--- BEGIN SOURCE PASSAGE ---

VERY SLICK RIDE MAN!! 

one question k well 2, first off you running 20's in the front? and second question still got factory wheel tubs in the front or ditched them??

i have plans to run 20's all around my 64 rag but haven't found 2 many guys running them yet so i figured i'd ask


----------



## HOTEL CALIFORNIA

> _Originally posted by rollinlo64_@May 1 2009, 04:39 PM~13758601
> *VERY SLICK RIDE MAN!!
> 
> one question k well 2, first off you running 20's in the front? and second question still got factory wheel tubs in the front or ditched them??
> 
> i have plans to run 20's all around my 64 rag but haven't found 2 many guys running them yet so i figured i'd ask
> *


Im running 18x8 up front and 20x10 out back just for the stager look. or low rod look. Don't take it personal but running 20's, 22's or wut ever all around gives it the dunk look. than again thats the image i get when i see'em like that.  

Second im running disc brakes all around. CPP big brake sys. up front and since I've 4 link the back I've swap the rearend off a lake model with factory disc brakes on it already and a better low gear ratio. thanks!
:nicoderm: 

Put up some pics when you get yours going! :thumbsup:


----------



## ROSunshine

just Bagged my chevy


----------



## blacksmith

i was at the goodguys show in washington and there was a 62 with 20 and 22. shit was smmoooottthhhhhh. any staggered fit looks great. definately better than the same size all around. if you do use the same size wheels all around then mo meat in the rear looks good. so many different styles though.... do what u want :thumbsup:


----------



## BigVics58

> _Originally posted by ROSunshine_@May 1 2009, 06:41 PM~13759529
> *
> 
> 
> 
> 
> 
> 
> 
> 
> just Bagged my chevy
> *


nice. all the way around or jus front?


----------



## xSSive




----------



## djbizz1

Here's mine!


----------



## Lo_N_Lavish




----------



## livinlow64

> _Originally posted by djbizz1_@May 3 2009, 03:24 PM~13771870
> *Here's mine!

--- END SOURCE PASSAGE ---
--- BEGIN RECORDS SUPPLIED ---

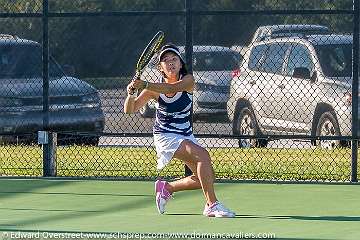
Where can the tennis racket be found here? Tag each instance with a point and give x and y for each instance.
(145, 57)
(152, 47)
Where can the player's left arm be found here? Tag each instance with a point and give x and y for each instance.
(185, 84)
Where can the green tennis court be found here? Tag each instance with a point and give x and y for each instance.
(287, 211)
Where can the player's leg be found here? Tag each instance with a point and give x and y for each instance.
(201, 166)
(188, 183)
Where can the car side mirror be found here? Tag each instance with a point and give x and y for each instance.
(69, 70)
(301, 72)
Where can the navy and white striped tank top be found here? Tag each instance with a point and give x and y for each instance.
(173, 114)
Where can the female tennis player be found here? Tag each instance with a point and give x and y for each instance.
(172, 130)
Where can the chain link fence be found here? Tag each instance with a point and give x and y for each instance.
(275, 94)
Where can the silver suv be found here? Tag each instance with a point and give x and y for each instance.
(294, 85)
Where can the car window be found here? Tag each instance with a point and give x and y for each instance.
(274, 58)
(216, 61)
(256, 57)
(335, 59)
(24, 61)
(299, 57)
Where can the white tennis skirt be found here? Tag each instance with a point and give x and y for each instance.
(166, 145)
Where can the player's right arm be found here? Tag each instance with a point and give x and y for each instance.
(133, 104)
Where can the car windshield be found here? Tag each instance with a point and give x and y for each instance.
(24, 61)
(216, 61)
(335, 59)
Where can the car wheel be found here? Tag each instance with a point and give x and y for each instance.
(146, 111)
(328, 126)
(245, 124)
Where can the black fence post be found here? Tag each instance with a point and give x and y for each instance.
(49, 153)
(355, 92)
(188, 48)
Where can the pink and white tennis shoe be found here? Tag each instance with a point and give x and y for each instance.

--- END RECORDS SUPPLIED ---

PROBLEM:
Write out the stretch of the forum thread on wheel sizes from "Im running 18x8" through "gear ratio. thanks!".

EXERCISE SOLUTION:
Im running 18x8 up front and 20x10 out back just for the stager look. or low rod look. Don't take it personal but running 20's, 22's or wut ever all around gives it the dunk look. than again thats the image i get when i see'em like that.  

Second im running disc brakes all around. CPP big brake sys. up front and since I've 4 link the back I've swap the rearend off a lake model with factory disc brakes on it already and a better low gear ratio. thanks!